= WORK REQUIRED =
Reproduce every entry exactly.

[Items from a labeling collection]
● ● ● ●
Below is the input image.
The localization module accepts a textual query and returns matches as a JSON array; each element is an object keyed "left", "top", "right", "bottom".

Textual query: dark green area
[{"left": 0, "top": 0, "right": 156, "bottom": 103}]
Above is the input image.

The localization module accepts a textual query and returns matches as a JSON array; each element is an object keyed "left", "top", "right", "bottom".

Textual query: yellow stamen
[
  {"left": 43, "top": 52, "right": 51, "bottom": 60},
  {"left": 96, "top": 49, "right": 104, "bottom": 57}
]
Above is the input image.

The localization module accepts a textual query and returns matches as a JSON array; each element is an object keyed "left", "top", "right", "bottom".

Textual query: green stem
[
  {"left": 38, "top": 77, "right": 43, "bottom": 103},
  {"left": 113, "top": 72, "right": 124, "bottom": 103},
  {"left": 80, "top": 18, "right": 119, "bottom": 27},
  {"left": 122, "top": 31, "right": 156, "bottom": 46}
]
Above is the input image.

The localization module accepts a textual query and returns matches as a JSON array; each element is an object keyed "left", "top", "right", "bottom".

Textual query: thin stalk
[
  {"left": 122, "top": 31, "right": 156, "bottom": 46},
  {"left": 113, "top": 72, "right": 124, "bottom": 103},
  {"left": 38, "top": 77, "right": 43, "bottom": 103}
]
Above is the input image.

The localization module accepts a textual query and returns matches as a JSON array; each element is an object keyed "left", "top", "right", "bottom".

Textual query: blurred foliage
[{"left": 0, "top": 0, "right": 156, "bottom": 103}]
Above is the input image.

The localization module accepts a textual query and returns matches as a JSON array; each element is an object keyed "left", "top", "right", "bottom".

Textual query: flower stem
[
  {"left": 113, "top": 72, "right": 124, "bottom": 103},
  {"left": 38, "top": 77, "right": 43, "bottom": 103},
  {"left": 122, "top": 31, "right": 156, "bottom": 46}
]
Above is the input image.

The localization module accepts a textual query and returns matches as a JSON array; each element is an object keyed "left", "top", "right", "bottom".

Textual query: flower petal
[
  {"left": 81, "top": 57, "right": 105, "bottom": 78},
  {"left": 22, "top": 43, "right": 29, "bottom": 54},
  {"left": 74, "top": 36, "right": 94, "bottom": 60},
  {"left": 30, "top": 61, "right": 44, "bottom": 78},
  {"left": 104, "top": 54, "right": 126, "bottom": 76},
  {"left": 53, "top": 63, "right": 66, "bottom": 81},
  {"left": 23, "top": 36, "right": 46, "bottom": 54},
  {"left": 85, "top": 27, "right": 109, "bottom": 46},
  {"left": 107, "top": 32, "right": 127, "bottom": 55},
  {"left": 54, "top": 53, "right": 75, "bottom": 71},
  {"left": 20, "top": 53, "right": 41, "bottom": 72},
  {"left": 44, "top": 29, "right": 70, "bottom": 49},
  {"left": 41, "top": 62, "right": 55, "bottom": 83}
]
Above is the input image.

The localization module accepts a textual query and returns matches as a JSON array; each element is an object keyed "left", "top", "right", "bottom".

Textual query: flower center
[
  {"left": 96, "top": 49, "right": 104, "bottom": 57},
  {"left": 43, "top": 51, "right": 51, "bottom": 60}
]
● ● ● ●
= TASK SOLUTION =
Below is the input image.
The localization module accepts a textual query and returns matches as a JSON array; each element is an object keyed "left", "top", "right", "bottom".

Textual query: dark green area
[{"left": 0, "top": 0, "right": 156, "bottom": 103}]
Above is the input image.

The localization module accepts a textual query and returns matches as a JSON array; each element is an object keyed "left", "top", "right", "bottom".

Textual query: yellow stamen
[
  {"left": 43, "top": 52, "right": 51, "bottom": 60},
  {"left": 96, "top": 49, "right": 104, "bottom": 57}
]
Above is the input image.

The localization module accepts a textual query and returns matches as a JSON array; each element is an object keyed "left", "top", "right", "bottom".

Textual query: green stem
[
  {"left": 38, "top": 77, "right": 43, "bottom": 103},
  {"left": 113, "top": 72, "right": 124, "bottom": 103},
  {"left": 80, "top": 18, "right": 119, "bottom": 27},
  {"left": 122, "top": 31, "right": 156, "bottom": 46}
]
Above is the input image.

The localization module accepts a textual query and returns matches as a JSON array; each element is an object keyed "left", "top", "right", "bottom".

Textual query: thin stalk
[
  {"left": 122, "top": 31, "right": 156, "bottom": 46},
  {"left": 113, "top": 72, "right": 124, "bottom": 103},
  {"left": 38, "top": 77, "right": 43, "bottom": 103}
]
Above is the input image.

The localization module accepts a textual query and returns matches as a JSON array; each element is an object keyed "left", "top", "right", "bottom".

Textual query: blurred foliage
[{"left": 0, "top": 0, "right": 156, "bottom": 103}]
Above is the input image.

The localization module accepts a textual query and returns matches as a JSON array; each element is an object keyed "left", "top", "right", "bottom".

Textual query: flower stem
[
  {"left": 113, "top": 72, "right": 124, "bottom": 103},
  {"left": 38, "top": 77, "right": 43, "bottom": 103},
  {"left": 122, "top": 31, "right": 156, "bottom": 46}
]
Above is the input image.

The localization module accepts a textual query and returns matches as a JSON array; each element is an object keyed "left", "top", "right", "bottom".

Textual query: flower petal
[
  {"left": 81, "top": 57, "right": 105, "bottom": 78},
  {"left": 22, "top": 43, "right": 29, "bottom": 54},
  {"left": 74, "top": 36, "right": 94, "bottom": 60},
  {"left": 30, "top": 61, "right": 44, "bottom": 78},
  {"left": 104, "top": 54, "right": 126, "bottom": 76},
  {"left": 53, "top": 63, "right": 66, "bottom": 81},
  {"left": 23, "top": 36, "right": 46, "bottom": 54},
  {"left": 85, "top": 27, "right": 109, "bottom": 46},
  {"left": 107, "top": 32, "right": 127, "bottom": 55},
  {"left": 54, "top": 53, "right": 75, "bottom": 71},
  {"left": 20, "top": 53, "right": 41, "bottom": 72},
  {"left": 44, "top": 29, "right": 70, "bottom": 49},
  {"left": 41, "top": 62, "right": 55, "bottom": 83}
]
Above is the input image.

The localization module accepts a textual query and returns matches as a JSON array; each element is an object keyed "left", "top", "right", "bottom".

Textual query: flower center
[
  {"left": 96, "top": 49, "right": 104, "bottom": 57},
  {"left": 43, "top": 51, "right": 51, "bottom": 60}
]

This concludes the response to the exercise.